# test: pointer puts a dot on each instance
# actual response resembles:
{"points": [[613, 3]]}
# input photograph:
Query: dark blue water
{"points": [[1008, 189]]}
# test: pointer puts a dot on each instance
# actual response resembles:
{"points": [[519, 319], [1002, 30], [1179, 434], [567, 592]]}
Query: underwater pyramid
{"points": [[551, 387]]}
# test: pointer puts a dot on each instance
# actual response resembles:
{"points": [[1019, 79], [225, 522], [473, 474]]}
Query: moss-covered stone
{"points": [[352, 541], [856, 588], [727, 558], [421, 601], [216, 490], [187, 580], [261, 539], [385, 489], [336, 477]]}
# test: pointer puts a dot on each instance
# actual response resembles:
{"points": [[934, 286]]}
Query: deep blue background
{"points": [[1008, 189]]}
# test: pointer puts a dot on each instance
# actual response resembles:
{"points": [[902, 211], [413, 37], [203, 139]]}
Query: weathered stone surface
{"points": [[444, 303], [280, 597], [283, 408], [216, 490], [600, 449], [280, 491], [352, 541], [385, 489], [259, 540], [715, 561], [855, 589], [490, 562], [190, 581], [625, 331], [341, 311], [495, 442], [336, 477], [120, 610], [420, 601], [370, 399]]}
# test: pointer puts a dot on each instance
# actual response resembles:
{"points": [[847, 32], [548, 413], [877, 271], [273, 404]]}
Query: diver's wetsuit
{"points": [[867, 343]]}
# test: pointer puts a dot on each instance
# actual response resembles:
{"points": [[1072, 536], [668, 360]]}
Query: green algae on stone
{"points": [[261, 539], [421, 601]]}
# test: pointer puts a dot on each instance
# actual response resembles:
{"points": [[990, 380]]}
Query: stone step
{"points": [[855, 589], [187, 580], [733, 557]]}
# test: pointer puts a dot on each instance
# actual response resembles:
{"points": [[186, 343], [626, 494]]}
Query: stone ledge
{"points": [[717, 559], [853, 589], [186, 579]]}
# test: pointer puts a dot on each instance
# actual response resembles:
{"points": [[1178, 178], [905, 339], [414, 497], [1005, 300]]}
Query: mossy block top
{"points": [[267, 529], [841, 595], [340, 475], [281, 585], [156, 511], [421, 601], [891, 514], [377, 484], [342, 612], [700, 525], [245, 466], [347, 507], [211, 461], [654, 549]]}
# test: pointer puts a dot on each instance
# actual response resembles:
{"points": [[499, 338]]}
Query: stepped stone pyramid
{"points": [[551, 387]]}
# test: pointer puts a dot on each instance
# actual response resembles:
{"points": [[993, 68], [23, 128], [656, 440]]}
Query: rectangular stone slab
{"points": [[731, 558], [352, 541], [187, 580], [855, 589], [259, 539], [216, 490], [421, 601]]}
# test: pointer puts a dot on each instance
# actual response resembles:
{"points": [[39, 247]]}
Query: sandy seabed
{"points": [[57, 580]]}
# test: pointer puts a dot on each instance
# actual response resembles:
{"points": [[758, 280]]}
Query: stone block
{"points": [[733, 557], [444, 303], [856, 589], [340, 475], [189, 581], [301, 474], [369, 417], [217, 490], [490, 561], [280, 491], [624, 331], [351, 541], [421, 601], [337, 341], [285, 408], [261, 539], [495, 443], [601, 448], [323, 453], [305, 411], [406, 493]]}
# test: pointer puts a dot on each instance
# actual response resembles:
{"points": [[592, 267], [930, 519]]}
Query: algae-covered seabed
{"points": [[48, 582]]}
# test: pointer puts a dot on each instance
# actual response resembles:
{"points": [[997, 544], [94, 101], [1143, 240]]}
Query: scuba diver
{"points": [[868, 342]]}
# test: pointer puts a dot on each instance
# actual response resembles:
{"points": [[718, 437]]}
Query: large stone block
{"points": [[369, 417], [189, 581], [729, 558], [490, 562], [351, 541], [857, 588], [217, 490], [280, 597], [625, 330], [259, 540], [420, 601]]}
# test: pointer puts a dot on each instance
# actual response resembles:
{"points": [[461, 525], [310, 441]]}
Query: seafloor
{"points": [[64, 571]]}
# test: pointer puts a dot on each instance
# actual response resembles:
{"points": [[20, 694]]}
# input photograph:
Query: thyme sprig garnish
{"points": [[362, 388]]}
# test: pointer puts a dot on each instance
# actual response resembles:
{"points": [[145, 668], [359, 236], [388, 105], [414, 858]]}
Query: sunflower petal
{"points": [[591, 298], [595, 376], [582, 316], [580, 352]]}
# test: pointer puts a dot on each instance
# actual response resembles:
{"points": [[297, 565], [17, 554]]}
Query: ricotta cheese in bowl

* **Task prompt**
Give all the records again. Match them exactly.

* **Written answer**
# test: pointer puts a dot on each instance
# actual response resembles:
{"points": [[613, 3]]}
# input photograph:
Query: dark blue water
{"points": [[1008, 189]]}
# test: pointer puts a dot on each instance
# actual response resembles:
{"points": [[519, 319], [1002, 30], [1179, 434], [567, 592]]}
Query: underwater pyramid
{"points": [[551, 387]]}
# test: pointer puts a dot on each instance
# actual response resembles:
{"points": [[1019, 79], [225, 522], [473, 474]]}
Query: moss-covered stone
{"points": [[352, 541], [856, 588], [727, 558], [421, 601], [216, 490], [187, 580], [261, 539], [385, 489], [336, 477]]}
# test: pointer puts a dot on each instance
# actual response resembles:
{"points": [[934, 286]]}
Query: deep blue background
{"points": [[1008, 189]]}
# test: pointer puts a dot on each instance
# actual response resembles:
{"points": [[902, 211], [413, 37], [203, 139]]}
Query: weathered stone surface
{"points": [[444, 303], [280, 597], [283, 408], [216, 490], [600, 449], [280, 491], [352, 541], [385, 489], [259, 540], [715, 561], [855, 589], [490, 562], [190, 581], [625, 331], [341, 311], [495, 442], [336, 477], [120, 610], [420, 601], [370, 399]]}
# test: pointer puts a dot on each instance
# actual response resembles:
{"points": [[847, 32], [548, 413], [877, 271], [273, 404]]}
Query: diver's wetsuit
{"points": [[867, 343]]}
# test: pointer puts a dot on each instance
# actual response resembles:
{"points": [[1072, 536], [668, 360]]}
Query: green algae on stone
{"points": [[261, 539], [421, 601]]}
# test: pointer puts a dot on each instance
# actual response resembles:
{"points": [[990, 380]]}
Query: stone step
{"points": [[855, 589], [187, 580], [733, 557]]}
# test: pointer puts a dot on each instance
# actual response resembles:
{"points": [[186, 343], [626, 494]]}
Query: stone ledge
{"points": [[717, 559], [853, 589], [186, 579]]}
# test: pointer puts a dot on each instance
# actual response resembles:
{"points": [[1178, 178], [905, 339], [414, 497], [1005, 300]]}
Query: mossy block top
{"points": [[267, 529], [841, 595], [340, 475], [281, 585], [156, 511], [421, 601], [891, 514], [377, 484], [342, 612], [700, 525], [245, 466], [347, 507], [211, 461], [654, 549]]}
# test: pointer puts a dot on each instance
# actual response resembles:
{"points": [[499, 338]]}
Query: stepped stone pyramid
{"points": [[551, 387]]}
# test: pointer puts a dot on each instance
# actual response resembles:
{"points": [[993, 68], [23, 128], [656, 440]]}
Query: rectangular stone slab
{"points": [[731, 558], [352, 541], [187, 580], [855, 589], [259, 539], [216, 490], [421, 601]]}
# test: pointer puts a dot on each instance
# actual response resembles:
{"points": [[39, 247]]}
Query: sandy seabed
{"points": [[57, 580]]}
# test: pointer puts a dot on each instance
# actual response resembles:
{"points": [[758, 280]]}
Query: stone block
{"points": [[733, 557], [444, 303], [856, 589], [340, 475], [189, 581], [301, 474], [369, 417], [217, 490], [490, 561], [280, 491], [624, 331], [351, 541], [421, 601], [337, 341], [285, 408], [261, 539], [495, 443], [601, 448], [323, 453], [305, 411], [406, 493]]}
# test: pointer puts a dot on each instance
# actual response resembles:
{"points": [[592, 267], [930, 519]]}
Query: algae-covered seabed
{"points": [[48, 582]]}
# test: pointer puts a dot on each instance
# actual response resembles:
{"points": [[997, 544], [94, 101], [1143, 240]]}
Query: scuba diver
{"points": [[868, 342]]}
# test: pointer puts a dot on each instance
# actual response resembles:
{"points": [[718, 437]]}
Query: large stone block
{"points": [[369, 417], [189, 581], [729, 558], [490, 562], [351, 541], [857, 588], [217, 490], [280, 597], [625, 330], [259, 540], [420, 601]]}
# test: pointer puts a dot on each instance
# actual response resembles:
{"points": [[461, 525], [310, 441]]}
Query: seafloor
{"points": [[64, 571]]}
# test: pointer puts a dot on each instance
# actual response resembles:
{"points": [[20, 694]]}
# input photograph:
Query: thyme sprig garnish
{"points": [[362, 388]]}
# test: pointer puts a dot on each instance
# actual response resembles:
{"points": [[145, 668], [359, 236], [388, 105], [414, 858]]}
Query: sunflower petal
{"points": [[591, 298], [595, 376], [582, 316], [580, 352]]}
# test: pointer puts a dot on each instance
# actual response resembles:
{"points": [[297, 565], [17, 554]]}
Query: ricotta cheese in bowl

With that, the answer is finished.